• _Problem details_
Copy the complete listing exactly as shown.

━━━━━━━━━━

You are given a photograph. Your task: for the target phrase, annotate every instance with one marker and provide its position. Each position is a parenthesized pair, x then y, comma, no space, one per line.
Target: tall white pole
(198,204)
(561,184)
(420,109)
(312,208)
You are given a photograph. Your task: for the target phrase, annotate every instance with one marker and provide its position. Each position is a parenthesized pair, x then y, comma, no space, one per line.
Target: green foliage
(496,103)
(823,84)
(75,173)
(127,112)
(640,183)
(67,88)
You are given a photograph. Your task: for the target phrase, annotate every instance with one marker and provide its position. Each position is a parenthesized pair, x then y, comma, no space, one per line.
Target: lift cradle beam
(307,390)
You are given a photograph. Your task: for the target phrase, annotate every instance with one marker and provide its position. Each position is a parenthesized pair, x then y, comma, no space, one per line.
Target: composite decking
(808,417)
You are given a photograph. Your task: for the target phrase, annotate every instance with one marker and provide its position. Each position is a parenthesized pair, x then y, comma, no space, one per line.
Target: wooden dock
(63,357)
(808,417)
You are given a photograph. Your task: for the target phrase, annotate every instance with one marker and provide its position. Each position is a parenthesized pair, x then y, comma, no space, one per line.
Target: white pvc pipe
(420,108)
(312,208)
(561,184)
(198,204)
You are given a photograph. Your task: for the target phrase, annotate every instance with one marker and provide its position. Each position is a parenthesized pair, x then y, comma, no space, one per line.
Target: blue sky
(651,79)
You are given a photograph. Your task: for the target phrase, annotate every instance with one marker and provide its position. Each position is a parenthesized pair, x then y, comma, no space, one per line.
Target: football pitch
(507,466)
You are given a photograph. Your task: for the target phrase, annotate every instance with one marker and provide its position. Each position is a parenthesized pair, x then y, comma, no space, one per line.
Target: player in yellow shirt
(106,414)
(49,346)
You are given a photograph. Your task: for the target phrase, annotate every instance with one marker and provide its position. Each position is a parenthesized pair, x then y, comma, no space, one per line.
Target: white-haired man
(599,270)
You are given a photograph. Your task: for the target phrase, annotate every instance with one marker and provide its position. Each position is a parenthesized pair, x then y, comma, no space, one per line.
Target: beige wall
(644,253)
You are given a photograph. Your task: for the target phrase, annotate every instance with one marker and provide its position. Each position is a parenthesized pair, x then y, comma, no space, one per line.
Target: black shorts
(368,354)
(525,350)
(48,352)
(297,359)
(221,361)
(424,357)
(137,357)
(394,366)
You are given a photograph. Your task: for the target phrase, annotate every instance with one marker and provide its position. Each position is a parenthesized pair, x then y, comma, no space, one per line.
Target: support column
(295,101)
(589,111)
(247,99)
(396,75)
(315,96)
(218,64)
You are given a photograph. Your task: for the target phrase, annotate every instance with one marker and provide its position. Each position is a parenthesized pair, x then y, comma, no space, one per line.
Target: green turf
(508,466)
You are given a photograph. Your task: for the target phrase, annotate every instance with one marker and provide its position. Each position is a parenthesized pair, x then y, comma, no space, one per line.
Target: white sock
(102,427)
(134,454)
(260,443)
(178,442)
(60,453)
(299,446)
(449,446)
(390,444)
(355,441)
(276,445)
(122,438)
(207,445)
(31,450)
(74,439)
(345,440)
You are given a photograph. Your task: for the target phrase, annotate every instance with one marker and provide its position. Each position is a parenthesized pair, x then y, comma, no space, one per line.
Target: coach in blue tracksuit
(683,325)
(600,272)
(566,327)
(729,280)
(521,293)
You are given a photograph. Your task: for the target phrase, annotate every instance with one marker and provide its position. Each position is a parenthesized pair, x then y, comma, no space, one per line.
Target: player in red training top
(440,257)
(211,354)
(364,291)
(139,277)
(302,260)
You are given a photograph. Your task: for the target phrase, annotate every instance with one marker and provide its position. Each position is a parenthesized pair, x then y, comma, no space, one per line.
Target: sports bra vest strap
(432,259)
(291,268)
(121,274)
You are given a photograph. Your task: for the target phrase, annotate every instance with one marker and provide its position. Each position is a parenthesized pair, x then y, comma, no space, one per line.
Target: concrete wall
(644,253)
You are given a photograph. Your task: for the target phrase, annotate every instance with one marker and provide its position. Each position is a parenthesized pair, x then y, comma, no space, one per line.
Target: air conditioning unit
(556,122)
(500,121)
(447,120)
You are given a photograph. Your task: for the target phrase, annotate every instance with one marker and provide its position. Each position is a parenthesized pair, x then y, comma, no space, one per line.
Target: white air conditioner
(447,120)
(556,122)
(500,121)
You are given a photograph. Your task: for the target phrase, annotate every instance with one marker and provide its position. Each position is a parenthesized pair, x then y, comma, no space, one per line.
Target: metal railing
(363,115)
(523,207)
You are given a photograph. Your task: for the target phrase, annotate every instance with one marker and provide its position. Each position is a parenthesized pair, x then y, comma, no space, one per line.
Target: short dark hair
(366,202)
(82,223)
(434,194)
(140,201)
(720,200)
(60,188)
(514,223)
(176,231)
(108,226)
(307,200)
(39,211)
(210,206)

━━━━━━━━━━

• _Written solution_
You are given a photograph. Your task: for the target phrase, annotate every instance with one marker and provide its position. Each position is a parenthesized pair, x then y, comma, no space, one per line.
Target: tall white pole
(198,204)
(561,184)
(420,109)
(312,208)
You are given a photograph. Your task: for the target phrase, annotate every instance with one marker and provide its position. Each position is a parenthesized pair, x then y, comma, no space, one per line.
Target: green foliage
(496,103)
(823,84)
(75,173)
(127,112)
(640,183)
(67,88)
You are given a photograph. Your task: for the target phrase, annotate every instance with one marker and provide its position. Each position is a parenthesized pair, x then y, comma, no space, one per line.
Target: lift cradle beam
(307,390)
You are given a photograph. Your task: for the target phrase, annotate every instance with one marker and provide its position. Each position is a parenthesized pair, x then y, comma, no space, one per line.
Target: composite decking
(808,417)
You are given a photograph. Your task: for the target phrase, annotate every instance with one marker and provide its position. Each position is a parenthesized pair, x then y, comma, no space, one per line.
Target: wooden dock
(63,357)
(808,417)
You are given a photograph. Your task: for the target phrase, annotate every instance with one marker and provide its position. Each position is a parenthesized pair, x then y, comma, no space, one per line.
Target: white pvc pipe
(420,108)
(312,208)
(561,184)
(198,204)
You are given a photograph. Your task: for the target phrase, annotate every instance with one marker and provide its position. Each position is a parenthesized pair, x then y, comma, no space, one per line.
Target: blue sky
(651,79)
You are given a photograph. Your task: for the target phrase, annotate every instance with one marker and provide its position. Each position is a parenthesized pair, x then y, comma, no space, one per line.
Target: football pitch
(507,466)
You are given a photograph. Your task: for the target phrase, annotate every instance with one marker and provide its position. Each position is a parenthesized pair, x then y, comma, no space, one per line.
Target: player in yellow shirt
(106,414)
(49,346)
You are given a photograph. Your task: for the target phrase, annotate every instance with one marker and provide its position. Each position is a parenthesized pair, x then y, comma, no space, one per line.
Target: white-haired man
(599,270)
You are given a photograph. Your task: for the target phrase, annotate every instance with one marker and provide its position. Each position is a parenthesized pair, x then y, comma, no space, one per line.
Target: beige wall
(644,253)
You are given a photograph. Your task: for the target phrase, annotate every instance with one marker and provide its position. Each position is a parenthesized pair, x then y, comma, no space, one per line.
Target: black shorts
(368,354)
(525,350)
(48,352)
(297,359)
(221,361)
(424,357)
(137,357)
(394,366)
You are given a photograph. Your task: for the target phrase, annotate every instance with one marker and provide its position. Each position is a parenthesized pair, x then y, comma, no space, one per line.
Target: support column
(295,101)
(589,111)
(247,99)
(396,75)
(315,96)
(218,64)
You are given a photograph. Your task: for the target phrase, annotate every instance with one marker and provide its position. Each position is a parenthesized pair, x then y, comma, no space, one per line.
Target: green turf
(508,466)
You are given a photograph. Your task: for the target phrase, annotate every instance with one marker and provide its position. Each position is a parenthesized pair, x then y, comma, no space, one per line.
Target: white sock
(102,427)
(134,454)
(260,443)
(178,442)
(60,453)
(299,446)
(449,446)
(390,444)
(355,441)
(276,445)
(122,438)
(207,445)
(31,450)
(74,439)
(345,440)
You are given a photograph. Your task: for the target phrase, annotate every instance with one marker and provide its position. Each position is a parenthesized pair, x then y, comma, no space, one per line.
Target: coach in blue tracksuit
(683,325)
(600,272)
(566,327)
(729,280)
(521,293)
You are given a photograph. Your task: for the target phrase, annotate every instance with one marker and provide its position. Each position is a parenthesized pair, x then y, comma, no space, one per line.
Target: player in red training top
(440,257)
(211,354)
(364,291)
(139,277)
(302,260)
You are given a photograph. Your task: for the target phrase, annotate every instance with one marker and provide its position. Each position is a parenthesized pair, x then y, comma, no space, one per line.
Target: sports bra vest strap
(432,259)
(291,268)
(121,274)
You are given a photograph. Your task: for the target phrase, annotate every instance with one marker and provide its position. Each position is a parenthesized pair, x then y, comma, no space, one per line.
Target: concrete wall
(644,253)
You are given a photograph. Your task: for the target phrase, annotate every instance with one marker and provide its position. Each position is a parenthesized pair, x then y, comma, no space, one per line.
Target: air conditioning unit
(556,122)
(500,121)
(447,120)
You are given a photograph. Your task: for the target phrase, annotate every instance with one marker and provide its position. Each position is a parenthesized pair, x then y, comma, no space, one per line.
Target: white air conditioner
(447,120)
(556,122)
(500,121)
You are given a photograph. Your task: for the target phrase, annotate every instance with one marker and provide its position. Each position is a parenthesized pair, x then y, comma, no space, one per line.
Target: metal railing
(363,115)
(523,207)
You are given a photograph. Your task: for the target phrase, annotate every instance with one marker and provide its position. Each position is a parenthesized pair, x then y, comma, no space, one per line.
Target: short dark hair
(366,202)
(82,223)
(434,194)
(140,201)
(720,200)
(60,188)
(514,223)
(176,231)
(108,226)
(307,200)
(39,211)
(210,206)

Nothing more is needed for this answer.